(Segmentation mask data)
--*--

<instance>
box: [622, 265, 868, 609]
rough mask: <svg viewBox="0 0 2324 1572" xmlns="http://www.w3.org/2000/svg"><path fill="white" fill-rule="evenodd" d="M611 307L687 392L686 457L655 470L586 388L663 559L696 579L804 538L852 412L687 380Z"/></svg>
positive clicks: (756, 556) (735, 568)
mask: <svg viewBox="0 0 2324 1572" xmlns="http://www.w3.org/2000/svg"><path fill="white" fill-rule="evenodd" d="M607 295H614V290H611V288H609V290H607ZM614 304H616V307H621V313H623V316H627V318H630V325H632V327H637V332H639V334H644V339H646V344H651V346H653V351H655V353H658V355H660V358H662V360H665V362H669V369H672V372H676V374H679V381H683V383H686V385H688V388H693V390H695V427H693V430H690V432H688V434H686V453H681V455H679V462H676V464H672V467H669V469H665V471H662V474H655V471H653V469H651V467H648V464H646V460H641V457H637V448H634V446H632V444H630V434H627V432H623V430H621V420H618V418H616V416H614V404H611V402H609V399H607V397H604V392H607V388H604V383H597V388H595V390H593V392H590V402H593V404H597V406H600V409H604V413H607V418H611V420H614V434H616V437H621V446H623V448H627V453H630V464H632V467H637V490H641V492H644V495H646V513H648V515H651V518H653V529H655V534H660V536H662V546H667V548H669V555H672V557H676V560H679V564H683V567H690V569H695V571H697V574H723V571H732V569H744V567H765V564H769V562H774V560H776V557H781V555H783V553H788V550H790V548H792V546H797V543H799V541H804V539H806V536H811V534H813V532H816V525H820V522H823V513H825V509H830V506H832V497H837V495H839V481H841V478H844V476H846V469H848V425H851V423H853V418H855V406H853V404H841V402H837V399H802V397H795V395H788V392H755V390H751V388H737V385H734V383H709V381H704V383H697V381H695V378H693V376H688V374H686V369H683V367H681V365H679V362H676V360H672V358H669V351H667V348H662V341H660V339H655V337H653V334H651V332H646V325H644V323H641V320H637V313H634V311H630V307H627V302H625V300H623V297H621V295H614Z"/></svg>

--*--

Would you repeat the records above without any changes?

#### Written response
<instance>
box: [622, 265, 868, 609]
rough mask: <svg viewBox="0 0 2324 1572" xmlns="http://www.w3.org/2000/svg"><path fill="white" fill-rule="evenodd" d="M611 307L687 392L686 457L655 470L586 388L663 559L696 579L804 538L852 412L687 380Z"/></svg>
positive clicks: (756, 556) (735, 568)
mask: <svg viewBox="0 0 2324 1572" xmlns="http://www.w3.org/2000/svg"><path fill="white" fill-rule="evenodd" d="M607 295H614V290H611V288H609V290H607ZM614 304H616V307H621V313H623V316H627V318H630V325H632V327H637V332H639V334H644V339H646V344H651V346H653V351H655V353H658V355H660V358H662V360H665V362H669V369H672V372H676V374H679V381H683V383H686V385H688V388H693V390H695V427H693V430H690V432H688V434H686V453H681V455H679V462H676V464H672V467H669V469H665V471H662V474H655V471H653V469H651V467H648V464H646V460H641V457H637V448H634V446H632V444H630V434H627V432H623V430H621V420H618V418H616V416H614V404H611V402H609V399H607V397H604V392H607V388H604V383H597V388H595V390H593V392H590V402H593V404H597V406H600V409H604V413H607V418H611V420H614V434H616V437H621V446H623V448H627V453H630V464H632V467H637V490H641V492H644V495H646V513H648V515H651V518H653V529H655V534H660V536H662V546H667V548H669V555H672V557H676V560H679V564H683V567H690V569H695V571H697V574H723V571H732V569H744V567H765V564H769V562H774V560H776V557H781V555H783V553H788V550H790V548H792V546H797V543H799V541H804V539H806V536H811V534H813V532H816V525H820V522H823V513H825V509H830V506H832V497H837V495H839V481H841V478H844V476H846V469H848V425H851V423H853V418H855V406H853V404H841V402H837V399H802V397H795V395H788V392H755V390H751V388H737V385H734V383H709V381H704V383H697V381H695V378H693V376H688V374H686V369H683V367H681V365H679V362H676V360H672V358H669V351H667V348H662V341H660V339H655V337H653V334H651V332H646V325H644V323H641V320H637V313H634V311H630V307H627V302H625V300H623V297H621V295H614Z"/></svg>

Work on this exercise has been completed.